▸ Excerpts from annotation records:
****

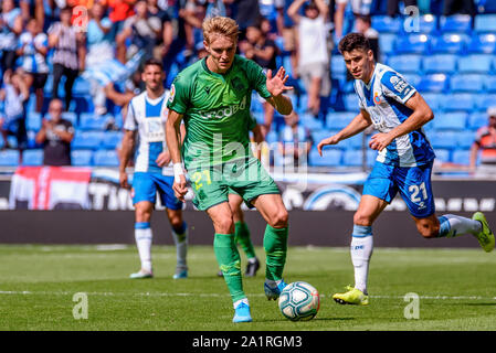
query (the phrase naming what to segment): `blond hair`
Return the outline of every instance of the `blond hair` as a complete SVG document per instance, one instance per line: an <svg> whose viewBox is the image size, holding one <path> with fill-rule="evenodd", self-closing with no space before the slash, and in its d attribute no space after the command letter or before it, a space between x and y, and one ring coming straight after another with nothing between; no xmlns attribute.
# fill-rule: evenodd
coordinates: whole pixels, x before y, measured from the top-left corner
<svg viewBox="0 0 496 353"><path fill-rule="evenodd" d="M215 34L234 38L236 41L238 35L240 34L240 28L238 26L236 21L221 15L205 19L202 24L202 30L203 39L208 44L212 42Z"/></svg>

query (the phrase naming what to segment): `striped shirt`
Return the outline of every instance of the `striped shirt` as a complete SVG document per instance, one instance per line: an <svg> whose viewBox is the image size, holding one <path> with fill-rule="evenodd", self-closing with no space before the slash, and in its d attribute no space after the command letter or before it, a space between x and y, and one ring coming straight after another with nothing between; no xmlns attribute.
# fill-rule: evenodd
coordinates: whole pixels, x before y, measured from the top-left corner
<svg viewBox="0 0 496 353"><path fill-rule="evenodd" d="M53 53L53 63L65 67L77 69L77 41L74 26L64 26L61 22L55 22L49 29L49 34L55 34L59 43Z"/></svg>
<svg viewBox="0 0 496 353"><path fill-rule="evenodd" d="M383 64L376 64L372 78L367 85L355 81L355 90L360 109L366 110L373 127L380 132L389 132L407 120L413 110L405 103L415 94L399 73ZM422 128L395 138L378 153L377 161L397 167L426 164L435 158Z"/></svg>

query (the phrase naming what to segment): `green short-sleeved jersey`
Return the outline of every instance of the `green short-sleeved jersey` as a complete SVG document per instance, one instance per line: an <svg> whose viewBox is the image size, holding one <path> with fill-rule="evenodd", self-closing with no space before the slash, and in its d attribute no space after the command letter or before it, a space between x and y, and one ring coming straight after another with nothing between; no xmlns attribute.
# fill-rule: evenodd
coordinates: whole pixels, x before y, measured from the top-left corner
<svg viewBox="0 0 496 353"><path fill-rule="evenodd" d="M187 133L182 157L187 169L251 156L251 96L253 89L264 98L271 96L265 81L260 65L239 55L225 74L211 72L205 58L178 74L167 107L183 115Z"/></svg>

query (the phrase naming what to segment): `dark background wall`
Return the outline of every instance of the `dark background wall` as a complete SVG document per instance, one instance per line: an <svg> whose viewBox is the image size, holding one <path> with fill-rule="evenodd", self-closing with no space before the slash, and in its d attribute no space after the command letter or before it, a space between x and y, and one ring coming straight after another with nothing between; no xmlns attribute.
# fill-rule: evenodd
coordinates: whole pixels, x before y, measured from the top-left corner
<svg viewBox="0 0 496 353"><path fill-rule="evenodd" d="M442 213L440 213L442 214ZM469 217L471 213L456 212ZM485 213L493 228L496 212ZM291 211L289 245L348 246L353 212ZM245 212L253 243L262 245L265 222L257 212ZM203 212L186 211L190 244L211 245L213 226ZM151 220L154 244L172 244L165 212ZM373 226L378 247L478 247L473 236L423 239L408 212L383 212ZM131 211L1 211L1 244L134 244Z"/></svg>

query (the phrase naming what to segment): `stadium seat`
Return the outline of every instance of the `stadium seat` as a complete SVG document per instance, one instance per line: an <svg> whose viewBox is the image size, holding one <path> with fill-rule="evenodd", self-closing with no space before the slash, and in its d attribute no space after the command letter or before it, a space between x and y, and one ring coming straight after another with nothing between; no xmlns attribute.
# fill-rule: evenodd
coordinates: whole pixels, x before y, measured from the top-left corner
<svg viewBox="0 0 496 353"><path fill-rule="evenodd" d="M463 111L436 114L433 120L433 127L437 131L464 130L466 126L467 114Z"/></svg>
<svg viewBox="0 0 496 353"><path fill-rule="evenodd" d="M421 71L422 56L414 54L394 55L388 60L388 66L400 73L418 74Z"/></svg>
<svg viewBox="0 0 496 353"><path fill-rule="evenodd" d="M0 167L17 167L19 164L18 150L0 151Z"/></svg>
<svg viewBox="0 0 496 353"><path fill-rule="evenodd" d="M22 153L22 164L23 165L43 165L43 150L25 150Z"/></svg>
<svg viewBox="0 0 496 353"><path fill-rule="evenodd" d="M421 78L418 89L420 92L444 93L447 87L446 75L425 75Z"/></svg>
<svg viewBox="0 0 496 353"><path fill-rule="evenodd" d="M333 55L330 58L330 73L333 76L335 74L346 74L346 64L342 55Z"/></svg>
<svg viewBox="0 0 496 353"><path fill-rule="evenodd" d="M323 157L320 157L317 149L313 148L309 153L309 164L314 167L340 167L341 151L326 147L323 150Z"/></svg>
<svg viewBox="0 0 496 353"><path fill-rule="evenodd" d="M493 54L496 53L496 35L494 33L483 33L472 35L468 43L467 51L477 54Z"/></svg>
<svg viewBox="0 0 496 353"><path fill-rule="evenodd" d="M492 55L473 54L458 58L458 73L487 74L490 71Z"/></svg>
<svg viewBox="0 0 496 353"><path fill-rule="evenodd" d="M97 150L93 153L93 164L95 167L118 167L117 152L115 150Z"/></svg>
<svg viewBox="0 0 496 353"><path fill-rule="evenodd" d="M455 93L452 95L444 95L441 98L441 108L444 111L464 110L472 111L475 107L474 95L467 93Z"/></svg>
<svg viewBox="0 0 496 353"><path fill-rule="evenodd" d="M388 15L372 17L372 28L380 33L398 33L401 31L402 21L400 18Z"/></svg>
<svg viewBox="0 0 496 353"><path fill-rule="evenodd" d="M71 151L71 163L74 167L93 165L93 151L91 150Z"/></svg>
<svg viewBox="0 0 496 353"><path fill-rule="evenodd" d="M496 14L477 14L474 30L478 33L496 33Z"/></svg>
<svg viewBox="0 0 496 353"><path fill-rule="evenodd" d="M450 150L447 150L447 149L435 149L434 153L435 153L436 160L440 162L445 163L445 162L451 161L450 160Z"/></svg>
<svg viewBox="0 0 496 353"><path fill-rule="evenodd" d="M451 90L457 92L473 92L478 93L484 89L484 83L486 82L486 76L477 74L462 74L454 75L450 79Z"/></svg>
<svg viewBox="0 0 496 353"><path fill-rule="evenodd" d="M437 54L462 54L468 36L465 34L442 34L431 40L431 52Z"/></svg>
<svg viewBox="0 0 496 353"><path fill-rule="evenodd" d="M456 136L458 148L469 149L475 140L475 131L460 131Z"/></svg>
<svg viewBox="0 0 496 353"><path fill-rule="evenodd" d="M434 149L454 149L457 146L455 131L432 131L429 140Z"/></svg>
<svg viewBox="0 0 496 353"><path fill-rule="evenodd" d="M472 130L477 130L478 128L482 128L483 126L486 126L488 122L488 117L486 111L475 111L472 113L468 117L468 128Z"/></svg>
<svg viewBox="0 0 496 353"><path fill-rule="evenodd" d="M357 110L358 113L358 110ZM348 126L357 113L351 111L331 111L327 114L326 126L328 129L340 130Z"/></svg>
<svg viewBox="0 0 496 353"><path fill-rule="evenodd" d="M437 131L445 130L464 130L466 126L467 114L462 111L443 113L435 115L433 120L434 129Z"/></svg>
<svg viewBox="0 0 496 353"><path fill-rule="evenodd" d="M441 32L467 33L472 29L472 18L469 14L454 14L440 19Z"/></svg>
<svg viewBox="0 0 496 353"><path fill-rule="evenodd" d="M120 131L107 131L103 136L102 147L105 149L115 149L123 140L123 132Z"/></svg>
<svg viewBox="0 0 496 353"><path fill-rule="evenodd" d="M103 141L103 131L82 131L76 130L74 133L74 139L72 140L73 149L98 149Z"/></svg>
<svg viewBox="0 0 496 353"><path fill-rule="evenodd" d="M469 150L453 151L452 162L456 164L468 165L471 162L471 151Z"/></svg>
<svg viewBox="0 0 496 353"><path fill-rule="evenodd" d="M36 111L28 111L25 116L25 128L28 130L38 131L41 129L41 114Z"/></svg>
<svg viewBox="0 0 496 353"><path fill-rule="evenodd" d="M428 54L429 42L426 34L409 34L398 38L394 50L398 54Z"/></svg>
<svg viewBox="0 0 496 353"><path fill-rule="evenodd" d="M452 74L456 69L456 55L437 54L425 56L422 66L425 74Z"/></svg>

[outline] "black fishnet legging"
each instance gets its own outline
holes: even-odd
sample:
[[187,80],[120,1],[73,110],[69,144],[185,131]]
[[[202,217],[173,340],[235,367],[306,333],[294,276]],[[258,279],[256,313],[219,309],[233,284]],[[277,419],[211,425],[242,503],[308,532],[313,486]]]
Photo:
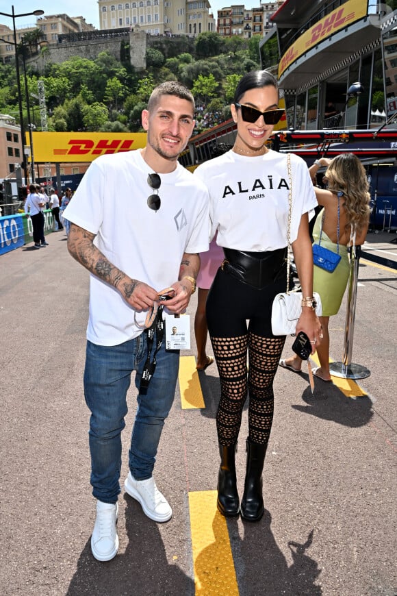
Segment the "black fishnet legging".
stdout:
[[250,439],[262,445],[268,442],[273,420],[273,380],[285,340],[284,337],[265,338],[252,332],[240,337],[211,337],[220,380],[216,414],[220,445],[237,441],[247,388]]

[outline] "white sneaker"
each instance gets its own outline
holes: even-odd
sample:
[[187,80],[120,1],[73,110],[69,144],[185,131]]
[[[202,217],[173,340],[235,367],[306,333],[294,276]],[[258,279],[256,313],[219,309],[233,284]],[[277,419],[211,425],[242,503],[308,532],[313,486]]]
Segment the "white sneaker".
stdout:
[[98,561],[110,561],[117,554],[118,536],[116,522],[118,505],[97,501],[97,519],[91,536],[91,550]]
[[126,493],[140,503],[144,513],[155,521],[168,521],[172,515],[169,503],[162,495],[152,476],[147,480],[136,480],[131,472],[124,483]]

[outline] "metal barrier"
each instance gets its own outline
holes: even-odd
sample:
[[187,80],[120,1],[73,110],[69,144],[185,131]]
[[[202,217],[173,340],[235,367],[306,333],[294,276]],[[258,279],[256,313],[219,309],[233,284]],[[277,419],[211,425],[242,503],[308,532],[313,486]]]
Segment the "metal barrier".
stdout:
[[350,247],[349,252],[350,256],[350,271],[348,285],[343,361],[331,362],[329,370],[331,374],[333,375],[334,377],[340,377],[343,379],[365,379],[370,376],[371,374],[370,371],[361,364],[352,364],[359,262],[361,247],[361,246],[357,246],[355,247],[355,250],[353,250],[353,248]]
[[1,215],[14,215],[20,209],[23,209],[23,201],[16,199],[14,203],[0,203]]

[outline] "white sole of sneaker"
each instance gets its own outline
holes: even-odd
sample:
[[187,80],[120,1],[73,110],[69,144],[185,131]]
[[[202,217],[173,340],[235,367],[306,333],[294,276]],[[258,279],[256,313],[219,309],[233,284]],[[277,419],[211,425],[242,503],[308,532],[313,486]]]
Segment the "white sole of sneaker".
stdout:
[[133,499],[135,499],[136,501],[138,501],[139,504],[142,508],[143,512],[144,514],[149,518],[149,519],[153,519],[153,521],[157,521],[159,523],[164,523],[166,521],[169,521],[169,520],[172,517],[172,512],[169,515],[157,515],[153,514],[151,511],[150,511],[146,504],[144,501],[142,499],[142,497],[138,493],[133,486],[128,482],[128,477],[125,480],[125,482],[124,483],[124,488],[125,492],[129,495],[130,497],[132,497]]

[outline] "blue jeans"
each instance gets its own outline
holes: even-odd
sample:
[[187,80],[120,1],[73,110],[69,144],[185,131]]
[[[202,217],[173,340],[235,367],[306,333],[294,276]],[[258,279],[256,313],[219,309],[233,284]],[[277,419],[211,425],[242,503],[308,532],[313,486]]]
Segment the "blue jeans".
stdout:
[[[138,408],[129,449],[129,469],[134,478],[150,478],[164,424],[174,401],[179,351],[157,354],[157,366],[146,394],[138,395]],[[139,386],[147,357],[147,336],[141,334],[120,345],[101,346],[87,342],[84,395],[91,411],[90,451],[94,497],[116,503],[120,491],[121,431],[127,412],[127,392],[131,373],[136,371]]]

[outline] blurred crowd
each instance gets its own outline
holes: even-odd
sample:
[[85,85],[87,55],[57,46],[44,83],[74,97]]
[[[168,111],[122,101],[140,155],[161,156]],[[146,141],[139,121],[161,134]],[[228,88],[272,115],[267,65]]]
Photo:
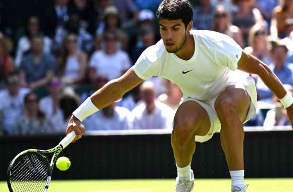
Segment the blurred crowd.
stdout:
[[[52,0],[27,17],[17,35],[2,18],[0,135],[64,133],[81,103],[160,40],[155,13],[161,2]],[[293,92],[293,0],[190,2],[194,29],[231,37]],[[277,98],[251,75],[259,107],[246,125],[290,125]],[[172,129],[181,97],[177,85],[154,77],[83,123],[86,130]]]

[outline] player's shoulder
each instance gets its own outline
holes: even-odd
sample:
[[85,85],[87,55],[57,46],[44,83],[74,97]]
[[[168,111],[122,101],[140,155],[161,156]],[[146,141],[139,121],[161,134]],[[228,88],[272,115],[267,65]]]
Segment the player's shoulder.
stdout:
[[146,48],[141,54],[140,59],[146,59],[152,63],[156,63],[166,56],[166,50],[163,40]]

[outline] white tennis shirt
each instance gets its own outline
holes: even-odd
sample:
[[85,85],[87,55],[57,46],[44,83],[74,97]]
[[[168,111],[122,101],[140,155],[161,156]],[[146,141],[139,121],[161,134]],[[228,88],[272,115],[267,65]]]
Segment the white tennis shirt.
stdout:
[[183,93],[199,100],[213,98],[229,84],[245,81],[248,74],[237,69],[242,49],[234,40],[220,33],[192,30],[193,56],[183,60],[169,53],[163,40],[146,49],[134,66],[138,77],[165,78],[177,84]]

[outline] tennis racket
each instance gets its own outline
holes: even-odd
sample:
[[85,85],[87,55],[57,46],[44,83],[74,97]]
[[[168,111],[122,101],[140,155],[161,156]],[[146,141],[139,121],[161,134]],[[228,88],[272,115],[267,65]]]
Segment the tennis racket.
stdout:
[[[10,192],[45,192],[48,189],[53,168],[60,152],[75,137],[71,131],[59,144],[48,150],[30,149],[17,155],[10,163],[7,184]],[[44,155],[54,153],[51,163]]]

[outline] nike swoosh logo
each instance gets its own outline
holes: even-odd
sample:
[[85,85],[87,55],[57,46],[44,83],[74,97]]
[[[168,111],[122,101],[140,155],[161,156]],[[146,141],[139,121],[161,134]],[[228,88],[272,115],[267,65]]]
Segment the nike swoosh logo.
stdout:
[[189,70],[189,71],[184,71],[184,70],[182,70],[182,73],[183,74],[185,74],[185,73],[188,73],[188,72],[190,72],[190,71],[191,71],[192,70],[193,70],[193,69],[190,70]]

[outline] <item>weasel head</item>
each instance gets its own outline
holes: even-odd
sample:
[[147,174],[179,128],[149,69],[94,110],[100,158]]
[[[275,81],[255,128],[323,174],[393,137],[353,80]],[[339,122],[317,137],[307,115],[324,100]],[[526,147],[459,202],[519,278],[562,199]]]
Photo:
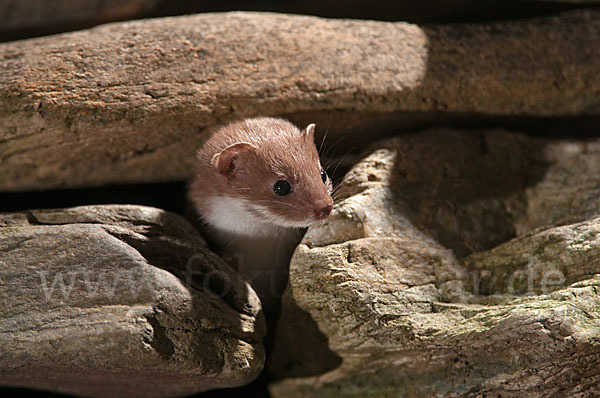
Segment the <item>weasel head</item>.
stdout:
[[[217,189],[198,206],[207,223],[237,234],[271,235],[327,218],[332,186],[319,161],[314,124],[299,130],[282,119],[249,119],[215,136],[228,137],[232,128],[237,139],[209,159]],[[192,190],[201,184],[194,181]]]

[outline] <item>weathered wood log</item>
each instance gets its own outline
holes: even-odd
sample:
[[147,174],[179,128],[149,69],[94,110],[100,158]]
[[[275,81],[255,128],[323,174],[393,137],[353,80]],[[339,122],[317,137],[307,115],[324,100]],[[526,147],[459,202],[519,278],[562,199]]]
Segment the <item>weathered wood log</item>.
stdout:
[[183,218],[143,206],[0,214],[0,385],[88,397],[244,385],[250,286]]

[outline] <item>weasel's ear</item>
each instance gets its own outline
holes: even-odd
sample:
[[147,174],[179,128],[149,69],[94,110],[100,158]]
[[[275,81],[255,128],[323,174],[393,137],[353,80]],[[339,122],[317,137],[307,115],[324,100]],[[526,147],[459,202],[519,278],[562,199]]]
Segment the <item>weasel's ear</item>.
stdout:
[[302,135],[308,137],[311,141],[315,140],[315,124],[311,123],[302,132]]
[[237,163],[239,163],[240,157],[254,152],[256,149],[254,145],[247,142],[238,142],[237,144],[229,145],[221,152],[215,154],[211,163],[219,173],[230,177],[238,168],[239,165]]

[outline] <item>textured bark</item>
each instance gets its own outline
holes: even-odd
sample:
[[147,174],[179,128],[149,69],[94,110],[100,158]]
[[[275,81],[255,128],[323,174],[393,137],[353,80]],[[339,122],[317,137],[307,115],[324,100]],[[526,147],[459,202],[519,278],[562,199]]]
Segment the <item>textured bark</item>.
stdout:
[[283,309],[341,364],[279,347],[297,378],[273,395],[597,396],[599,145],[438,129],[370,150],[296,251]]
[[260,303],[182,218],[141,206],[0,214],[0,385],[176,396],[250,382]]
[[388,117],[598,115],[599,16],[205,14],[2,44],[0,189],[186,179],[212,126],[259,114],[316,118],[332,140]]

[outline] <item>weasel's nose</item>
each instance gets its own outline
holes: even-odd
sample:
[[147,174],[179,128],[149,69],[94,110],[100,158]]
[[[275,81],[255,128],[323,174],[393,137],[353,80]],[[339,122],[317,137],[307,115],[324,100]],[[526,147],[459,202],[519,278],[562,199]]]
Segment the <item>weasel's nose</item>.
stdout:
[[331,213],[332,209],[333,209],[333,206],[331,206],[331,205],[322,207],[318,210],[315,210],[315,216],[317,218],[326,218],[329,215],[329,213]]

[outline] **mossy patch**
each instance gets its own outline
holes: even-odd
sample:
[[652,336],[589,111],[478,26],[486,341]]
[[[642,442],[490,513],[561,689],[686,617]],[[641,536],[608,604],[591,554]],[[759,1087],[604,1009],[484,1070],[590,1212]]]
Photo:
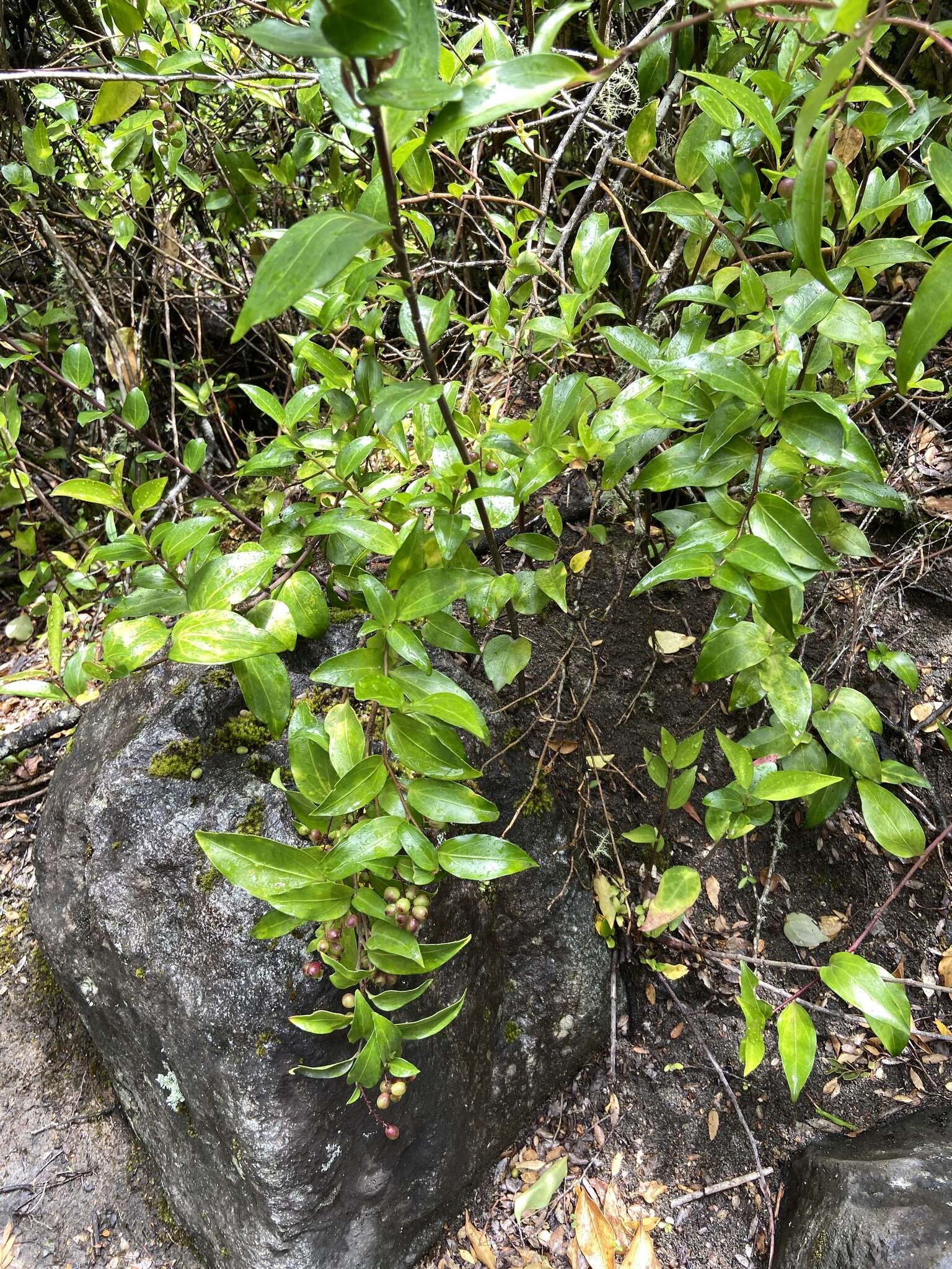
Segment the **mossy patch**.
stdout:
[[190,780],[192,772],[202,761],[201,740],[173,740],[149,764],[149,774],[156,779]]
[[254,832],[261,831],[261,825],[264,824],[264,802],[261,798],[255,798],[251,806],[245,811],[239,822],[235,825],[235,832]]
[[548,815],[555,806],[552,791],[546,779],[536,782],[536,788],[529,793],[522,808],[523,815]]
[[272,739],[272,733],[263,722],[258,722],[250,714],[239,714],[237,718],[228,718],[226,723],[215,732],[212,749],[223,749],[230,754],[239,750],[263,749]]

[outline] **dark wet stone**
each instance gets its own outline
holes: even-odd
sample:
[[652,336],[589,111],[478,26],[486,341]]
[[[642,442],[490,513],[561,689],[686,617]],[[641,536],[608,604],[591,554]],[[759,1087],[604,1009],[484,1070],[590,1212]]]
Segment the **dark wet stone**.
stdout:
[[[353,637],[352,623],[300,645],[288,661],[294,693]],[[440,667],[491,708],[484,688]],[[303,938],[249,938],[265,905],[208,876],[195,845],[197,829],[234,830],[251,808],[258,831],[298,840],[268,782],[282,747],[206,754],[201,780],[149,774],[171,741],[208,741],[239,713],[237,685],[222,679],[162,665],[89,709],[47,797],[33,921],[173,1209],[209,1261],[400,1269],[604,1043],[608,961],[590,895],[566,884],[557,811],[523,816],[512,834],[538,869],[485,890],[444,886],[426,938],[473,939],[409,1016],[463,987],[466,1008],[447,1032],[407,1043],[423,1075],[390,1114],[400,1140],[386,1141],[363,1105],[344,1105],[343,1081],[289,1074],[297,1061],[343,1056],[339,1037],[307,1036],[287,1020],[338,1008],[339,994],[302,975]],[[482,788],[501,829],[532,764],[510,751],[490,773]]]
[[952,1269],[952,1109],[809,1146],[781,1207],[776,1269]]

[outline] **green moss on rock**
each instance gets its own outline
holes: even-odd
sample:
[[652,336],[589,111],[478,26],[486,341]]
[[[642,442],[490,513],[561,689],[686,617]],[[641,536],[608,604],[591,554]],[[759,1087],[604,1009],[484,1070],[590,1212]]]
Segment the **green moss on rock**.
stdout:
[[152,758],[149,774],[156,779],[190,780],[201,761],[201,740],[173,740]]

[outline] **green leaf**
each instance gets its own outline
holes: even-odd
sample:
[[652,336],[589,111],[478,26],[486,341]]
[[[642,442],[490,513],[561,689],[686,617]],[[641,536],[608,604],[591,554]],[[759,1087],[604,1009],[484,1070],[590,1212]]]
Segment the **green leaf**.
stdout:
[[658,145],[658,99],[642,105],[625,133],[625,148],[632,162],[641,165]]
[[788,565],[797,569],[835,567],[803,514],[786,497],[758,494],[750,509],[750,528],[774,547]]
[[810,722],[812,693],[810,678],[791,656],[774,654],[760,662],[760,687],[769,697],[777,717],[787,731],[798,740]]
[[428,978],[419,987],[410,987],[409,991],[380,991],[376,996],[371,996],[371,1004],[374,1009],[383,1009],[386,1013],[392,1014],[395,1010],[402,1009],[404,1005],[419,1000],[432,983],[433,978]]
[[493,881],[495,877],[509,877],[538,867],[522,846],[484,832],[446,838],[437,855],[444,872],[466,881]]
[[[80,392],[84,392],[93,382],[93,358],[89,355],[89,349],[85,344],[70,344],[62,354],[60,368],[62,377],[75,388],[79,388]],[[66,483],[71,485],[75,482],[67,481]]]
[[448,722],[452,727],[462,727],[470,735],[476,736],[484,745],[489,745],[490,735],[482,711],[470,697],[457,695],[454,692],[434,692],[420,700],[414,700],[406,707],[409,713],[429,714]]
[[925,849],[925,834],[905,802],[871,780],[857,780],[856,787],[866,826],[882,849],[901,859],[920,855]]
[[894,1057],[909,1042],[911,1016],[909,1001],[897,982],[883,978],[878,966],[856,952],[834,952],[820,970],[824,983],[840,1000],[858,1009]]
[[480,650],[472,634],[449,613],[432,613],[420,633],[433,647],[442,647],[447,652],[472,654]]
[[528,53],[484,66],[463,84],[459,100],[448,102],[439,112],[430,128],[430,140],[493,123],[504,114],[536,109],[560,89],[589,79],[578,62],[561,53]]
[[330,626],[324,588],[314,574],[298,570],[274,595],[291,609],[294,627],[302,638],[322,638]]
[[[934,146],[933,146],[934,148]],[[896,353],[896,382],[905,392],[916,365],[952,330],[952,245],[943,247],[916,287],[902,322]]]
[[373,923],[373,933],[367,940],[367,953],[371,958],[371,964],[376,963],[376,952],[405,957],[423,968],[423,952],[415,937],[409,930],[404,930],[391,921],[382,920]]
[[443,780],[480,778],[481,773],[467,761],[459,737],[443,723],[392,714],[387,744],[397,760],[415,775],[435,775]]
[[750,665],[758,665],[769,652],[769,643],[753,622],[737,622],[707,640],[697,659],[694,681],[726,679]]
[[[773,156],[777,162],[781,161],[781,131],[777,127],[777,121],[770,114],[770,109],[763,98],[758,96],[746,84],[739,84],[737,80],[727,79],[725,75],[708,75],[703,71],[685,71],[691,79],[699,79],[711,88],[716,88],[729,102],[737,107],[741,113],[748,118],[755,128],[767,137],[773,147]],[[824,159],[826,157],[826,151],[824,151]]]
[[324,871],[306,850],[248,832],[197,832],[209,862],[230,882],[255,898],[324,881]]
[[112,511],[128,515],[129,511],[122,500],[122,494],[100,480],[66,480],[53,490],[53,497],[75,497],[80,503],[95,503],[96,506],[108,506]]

****

▸ REQUIRED WORK: Find every line in the records that contains the word "wall", matching case exactly, and copy each of those lines in full.

▸ RESULT BELOW:
query (the phrase naming what to segment): `dark background wall`
Return the outline of every instance of the `dark background wall` as a complete SVG document per instance, one instance per line: an <svg> whose viewBox is the image size, holding one <path> with fill-rule="evenodd", self-closing with no space before the slash, and in its d attribute no space after the command letter or before it, a space between x and y, and one ring coming straight after another with nothing between; no xmlns attribute.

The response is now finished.